# START OF Data extract

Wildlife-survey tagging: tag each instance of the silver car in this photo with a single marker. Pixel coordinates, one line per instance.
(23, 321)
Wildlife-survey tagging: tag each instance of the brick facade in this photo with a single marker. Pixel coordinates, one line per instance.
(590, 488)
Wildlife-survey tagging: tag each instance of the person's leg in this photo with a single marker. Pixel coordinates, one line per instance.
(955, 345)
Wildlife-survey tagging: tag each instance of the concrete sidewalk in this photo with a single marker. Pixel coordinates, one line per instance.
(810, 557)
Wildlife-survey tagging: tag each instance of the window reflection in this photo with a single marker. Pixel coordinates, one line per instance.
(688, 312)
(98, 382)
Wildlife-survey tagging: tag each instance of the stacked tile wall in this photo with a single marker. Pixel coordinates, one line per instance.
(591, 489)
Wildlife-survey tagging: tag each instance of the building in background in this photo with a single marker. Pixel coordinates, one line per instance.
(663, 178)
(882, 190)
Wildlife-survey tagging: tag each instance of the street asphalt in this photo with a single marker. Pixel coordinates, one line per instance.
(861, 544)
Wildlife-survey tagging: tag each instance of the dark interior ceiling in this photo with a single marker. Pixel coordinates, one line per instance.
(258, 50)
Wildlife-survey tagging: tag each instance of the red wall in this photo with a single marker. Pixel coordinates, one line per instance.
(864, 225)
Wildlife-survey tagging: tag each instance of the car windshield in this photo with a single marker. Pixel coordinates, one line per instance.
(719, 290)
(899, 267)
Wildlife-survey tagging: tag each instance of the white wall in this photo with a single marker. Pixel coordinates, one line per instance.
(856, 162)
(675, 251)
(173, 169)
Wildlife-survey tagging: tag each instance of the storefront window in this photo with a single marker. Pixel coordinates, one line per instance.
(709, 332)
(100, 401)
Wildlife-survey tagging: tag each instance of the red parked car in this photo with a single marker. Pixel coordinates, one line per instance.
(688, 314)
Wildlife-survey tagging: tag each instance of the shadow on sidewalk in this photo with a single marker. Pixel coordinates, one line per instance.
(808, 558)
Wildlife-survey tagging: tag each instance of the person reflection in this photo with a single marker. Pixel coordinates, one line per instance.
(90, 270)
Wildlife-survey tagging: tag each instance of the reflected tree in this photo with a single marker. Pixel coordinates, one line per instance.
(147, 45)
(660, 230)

# END OF Data extract

» What is needed
Convert the lines above into a two-column CSV with the header text,answer, giving one row to each line that asks for markers and putting the coordinates listed under it in the answer column. Wrap every field in double quotes and replace any line breaks with spaces.

» The output
text,answer
"Wildlife-survey tagging: tag each instance of the silver car in this photo with a single marker. Pixel coordinates, one line per instance.","(23, 321)"
"Wildlife-survey tagging: tag each instance of the brick facade in this photo with a single marker. Pixel coordinates, one line per instance.","(590, 488)"
"Wildlife-survey tagging: tag each instance of the person's leg in this photo with a single marker. Pixel coordinates, one line per instance.","(955, 345)"
"Wildlife-survey tagging: tag each instance of the concrete sidewalk in this photo with a single marker. Pixel coordinates, one line per instance.","(810, 557)"
"Wildlife-survey tagging: tag each instance of the window reflection in this photo with a single marker. Pixel coordinates, one line per instance.","(688, 312) (98, 382)"
"Wildlife-survey tagging: tag each instance of the stacked tile wall in this photo with a single marker. Pixel coordinates, one line per instance.","(591, 489)"
"Wildlife-survey tagging: tag each instance of the building in background in this photo with a single marker. Pixel coordinates, one line per instance.","(663, 178) (882, 190)"
"Wildlife-survey tagging: tag each instance of the street asphalt in this photo with a single marker. Pixel coordinates, one line per instance.","(861, 544)"
"Wildlife-survey tagging: tag each instance of the dark interior ceiling in this photo with a single marker. Pixel coordinates, one line per instance.","(258, 50)"
"Wildlife-survey tagging: tag each instance of the red wall in this photo with a single marker. Pixel coordinates, one line per instance.","(864, 225)"
"Wildlife-survey tagging: tag each instance of the car windshield in this photo with a single marker. Pixel coordinates, one line per instance.","(719, 290) (899, 267)"
"Wildlife-survey tagging: tag each instance of the white wall in this photo with a single marker. Pixel coordinates, one line per instance.","(856, 162) (675, 251) (173, 169)"
"Wildlife-survey tagging: tag each instance of the storefront window in this photo with a single marker. Pixel coordinates, one line per instance.","(709, 332) (100, 401)"
"Wildlife-survey tagging: tag each instance of the red parked car in this photo with a single marker. Pixel coordinates, one line per instance.","(688, 314)"
"Wildlife-survey tagging: tag each instance of the shadow on sidewalk in this photo with a single marker. Pixel coordinates, one line per instance.","(808, 558)"
"Wildlife-survey tagging: tag each instance of the person reflection in this photo with a single marker. Pixel coordinates, one line per instance.","(90, 270)"
"Wildlife-survey tagging: tag each instance of the reflected tree in this photo with a single marker. Pixel coordinates, one line per instance.","(147, 45) (660, 230)"